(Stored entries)
-------------------------

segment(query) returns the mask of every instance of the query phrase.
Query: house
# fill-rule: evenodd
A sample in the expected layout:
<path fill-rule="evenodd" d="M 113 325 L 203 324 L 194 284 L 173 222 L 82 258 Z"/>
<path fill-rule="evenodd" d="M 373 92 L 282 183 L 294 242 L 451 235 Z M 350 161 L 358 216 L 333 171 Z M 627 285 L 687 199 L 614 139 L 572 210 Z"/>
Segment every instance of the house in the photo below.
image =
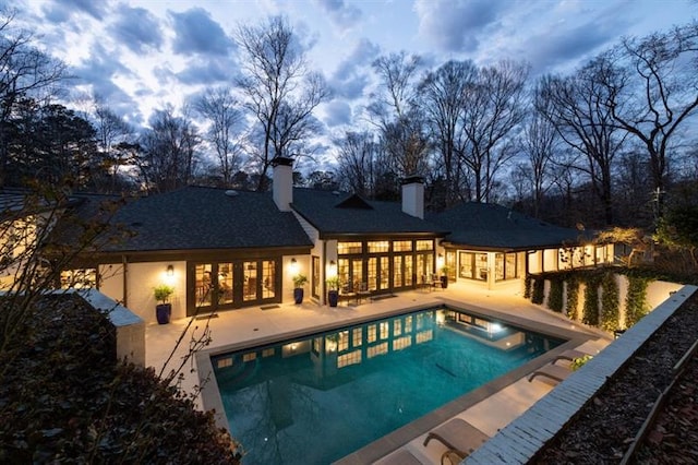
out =
<path fill-rule="evenodd" d="M 424 212 L 421 178 L 404 180 L 401 202 L 292 187 L 292 159 L 274 164 L 273 192 L 186 187 L 125 201 L 104 240 L 62 269 L 62 285 L 94 286 L 155 321 L 153 289 L 173 286 L 172 318 L 292 301 L 292 277 L 309 276 L 310 299 L 325 305 L 327 278 L 373 296 L 431 283 L 445 271 L 496 288 L 527 273 L 613 261 L 612 246 L 586 231 L 464 203 Z M 104 198 L 77 195 L 63 217 L 88 218 Z M 113 231 L 112 231 L 113 233 Z"/>

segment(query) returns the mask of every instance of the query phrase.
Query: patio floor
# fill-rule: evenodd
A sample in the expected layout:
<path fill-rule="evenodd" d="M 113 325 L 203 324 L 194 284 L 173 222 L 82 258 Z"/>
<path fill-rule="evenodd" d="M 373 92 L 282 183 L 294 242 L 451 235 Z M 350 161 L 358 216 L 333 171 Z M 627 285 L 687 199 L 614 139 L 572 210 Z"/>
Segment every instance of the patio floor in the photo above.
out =
<path fill-rule="evenodd" d="M 320 329 L 337 323 L 351 323 L 358 319 L 378 318 L 383 314 L 394 312 L 396 309 L 408 309 L 424 305 L 440 305 L 444 300 L 456 301 L 464 307 L 477 307 L 494 312 L 504 313 L 515 320 L 526 320 L 528 326 L 552 325 L 566 331 L 576 331 L 582 337 L 582 349 L 594 353 L 607 345 L 611 339 L 600 331 L 582 329 L 559 314 L 543 310 L 532 305 L 521 296 L 521 283 L 501 284 L 494 290 L 488 290 L 477 283 L 452 283 L 448 289 L 442 290 L 413 290 L 397 294 L 396 297 L 362 301 L 361 305 L 329 308 L 310 302 L 306 298 L 300 305 L 279 305 L 278 307 L 263 310 L 261 307 L 253 307 L 240 310 L 232 310 L 218 313 L 217 318 L 208 320 L 210 330 L 210 344 L 205 350 L 225 350 L 231 344 L 252 343 L 257 339 L 274 337 L 279 334 L 292 334 L 305 330 Z M 170 363 L 166 367 L 169 371 L 174 366 L 181 363 L 182 357 L 186 354 L 190 336 L 185 336 L 180 347 L 172 349 L 177 339 L 185 330 L 189 319 L 174 320 L 170 324 L 151 324 L 146 327 L 146 365 L 154 367 L 158 372 L 163 368 L 165 360 L 173 354 Z M 194 321 L 192 329 L 194 334 L 202 334 L 205 320 Z M 190 331 L 191 334 L 191 331 Z M 586 339 L 586 342 L 583 342 Z M 193 362 L 193 359 L 192 359 Z M 190 372 L 190 365 L 182 370 L 184 379 L 182 388 L 188 392 L 193 392 L 198 384 L 198 375 Z M 496 431 L 514 418 L 522 414 L 535 401 L 545 395 L 552 386 L 543 380 L 528 382 L 527 373 L 513 374 L 516 379 L 506 382 L 506 386 L 500 391 L 480 393 L 477 398 L 470 398 L 464 405 L 462 412 L 455 416 L 464 418 L 472 426 L 477 427 L 488 436 L 492 437 Z M 482 397 L 482 398 L 480 398 Z M 198 398 L 201 407 L 201 400 Z M 426 431 L 424 431 L 426 432 Z M 432 441 L 429 448 L 422 445 L 424 433 L 406 440 L 402 449 L 407 449 L 423 464 L 440 464 L 441 456 L 446 448 Z M 380 442 L 380 441 L 376 441 Z M 395 446 L 389 444 L 371 444 L 370 451 L 359 451 L 340 461 L 345 464 L 366 463 L 368 457 L 373 461 L 375 454 L 384 455 Z M 387 451 L 376 452 L 376 451 Z M 366 452 L 368 454 L 364 454 Z"/>

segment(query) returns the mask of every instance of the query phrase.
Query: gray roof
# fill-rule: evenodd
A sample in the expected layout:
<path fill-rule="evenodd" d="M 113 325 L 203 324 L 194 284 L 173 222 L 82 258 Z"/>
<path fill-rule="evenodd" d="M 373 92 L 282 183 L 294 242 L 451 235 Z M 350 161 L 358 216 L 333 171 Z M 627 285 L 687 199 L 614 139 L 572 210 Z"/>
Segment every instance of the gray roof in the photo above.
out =
<path fill-rule="evenodd" d="M 593 233 L 563 228 L 491 203 L 466 202 L 430 220 L 452 233 L 446 240 L 478 249 L 525 250 L 580 243 Z"/>
<path fill-rule="evenodd" d="M 312 247 L 268 192 L 186 187 L 127 202 L 112 223 L 134 233 L 105 251 Z"/>
<path fill-rule="evenodd" d="M 293 189 L 292 207 L 320 231 L 322 238 L 446 234 L 438 225 L 404 213 L 399 202 L 368 201 L 347 192 L 297 188 Z"/>

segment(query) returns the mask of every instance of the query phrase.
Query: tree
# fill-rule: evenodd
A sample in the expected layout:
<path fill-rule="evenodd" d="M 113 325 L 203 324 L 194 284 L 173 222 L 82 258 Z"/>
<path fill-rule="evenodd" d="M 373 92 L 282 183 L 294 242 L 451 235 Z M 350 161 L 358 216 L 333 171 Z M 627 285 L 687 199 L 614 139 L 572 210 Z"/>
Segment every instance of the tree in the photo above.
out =
<path fill-rule="evenodd" d="M 450 60 L 426 74 L 419 86 L 422 108 L 431 128 L 431 135 L 440 155 L 445 180 L 445 205 L 461 200 L 464 174 L 458 146 L 464 136 L 466 97 L 478 76 L 472 61 Z"/>
<path fill-rule="evenodd" d="M 230 186 L 238 170 L 241 146 L 236 135 L 242 123 L 239 105 L 228 87 L 209 88 L 194 103 L 194 109 L 208 121 L 206 141 L 216 152 L 222 186 Z"/>
<path fill-rule="evenodd" d="M 597 58 L 568 78 L 544 76 L 539 86 L 538 110 L 554 124 L 561 139 L 582 163 L 574 167 L 586 174 L 601 201 L 606 225 L 613 224 L 613 162 L 625 141 L 605 106 L 607 88 L 601 84 L 616 72 L 605 57 Z"/>
<path fill-rule="evenodd" d="M 609 56 L 622 68 L 602 76 L 603 103 L 615 124 L 647 151 L 659 218 L 672 142 L 698 111 L 698 23 L 626 38 Z"/>
<path fill-rule="evenodd" d="M 261 148 L 253 155 L 263 191 L 272 160 L 300 153 L 303 140 L 320 128 L 312 114 L 329 91 L 318 73 L 309 71 L 305 50 L 284 16 L 240 26 L 237 40 L 244 55 L 238 86 L 258 124 L 253 136 Z"/>
<path fill-rule="evenodd" d="M 151 129 L 141 135 L 136 153 L 142 184 L 157 192 L 188 186 L 198 162 L 201 140 L 196 128 L 186 115 L 176 116 L 170 106 L 155 111 L 149 124 Z"/>
<path fill-rule="evenodd" d="M 481 69 L 467 87 L 458 156 L 472 172 L 476 202 L 491 200 L 497 171 L 516 154 L 514 131 L 526 115 L 527 76 L 525 64 L 502 61 Z"/>
<path fill-rule="evenodd" d="M 405 51 L 377 58 L 373 69 L 380 91 L 366 108 L 381 131 L 382 143 L 390 156 L 395 175 L 409 176 L 426 170 L 429 140 L 417 104 L 417 71 L 421 59 Z"/>
<path fill-rule="evenodd" d="M 14 11 L 0 10 L 0 186 L 8 168 L 8 124 L 24 98 L 45 99 L 67 79 L 65 64 L 33 46 L 34 36 L 12 25 Z"/>

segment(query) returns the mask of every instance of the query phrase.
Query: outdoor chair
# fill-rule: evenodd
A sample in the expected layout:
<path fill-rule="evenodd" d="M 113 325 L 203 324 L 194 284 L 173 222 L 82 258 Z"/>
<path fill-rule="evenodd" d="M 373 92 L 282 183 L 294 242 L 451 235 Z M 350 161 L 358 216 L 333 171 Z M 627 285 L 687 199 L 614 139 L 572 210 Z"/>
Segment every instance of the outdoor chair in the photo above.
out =
<path fill-rule="evenodd" d="M 424 446 L 429 445 L 432 439 L 435 439 L 448 448 L 446 452 L 449 452 L 452 455 L 460 455 L 465 458 L 490 439 L 490 437 L 468 421 L 461 418 L 453 418 L 430 431 L 424 439 Z M 450 458 L 445 455 L 446 454 L 442 456 L 442 463 L 445 458 Z"/>
<path fill-rule="evenodd" d="M 562 367 L 559 365 L 553 365 L 551 362 L 533 371 L 528 377 L 528 381 L 529 382 L 533 381 L 533 378 L 535 377 L 543 377 L 553 381 L 554 384 L 557 384 L 563 380 L 565 380 L 570 373 L 571 373 L 571 370 L 569 368 Z"/>

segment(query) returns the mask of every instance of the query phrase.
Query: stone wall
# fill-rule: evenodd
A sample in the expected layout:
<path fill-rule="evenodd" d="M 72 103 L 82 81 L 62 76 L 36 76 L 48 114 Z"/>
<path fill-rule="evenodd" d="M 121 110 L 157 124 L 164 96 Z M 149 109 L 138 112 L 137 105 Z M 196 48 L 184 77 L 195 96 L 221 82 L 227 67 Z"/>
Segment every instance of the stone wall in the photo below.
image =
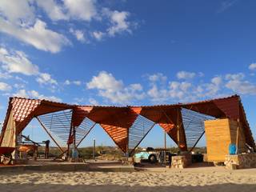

-------------------------

> _Aim of the task_: Return each line of the material that contains the string "chair".

> _Completed task_:
Query: outdoor chair
Segment every instance of the outdoor chair in the photo above.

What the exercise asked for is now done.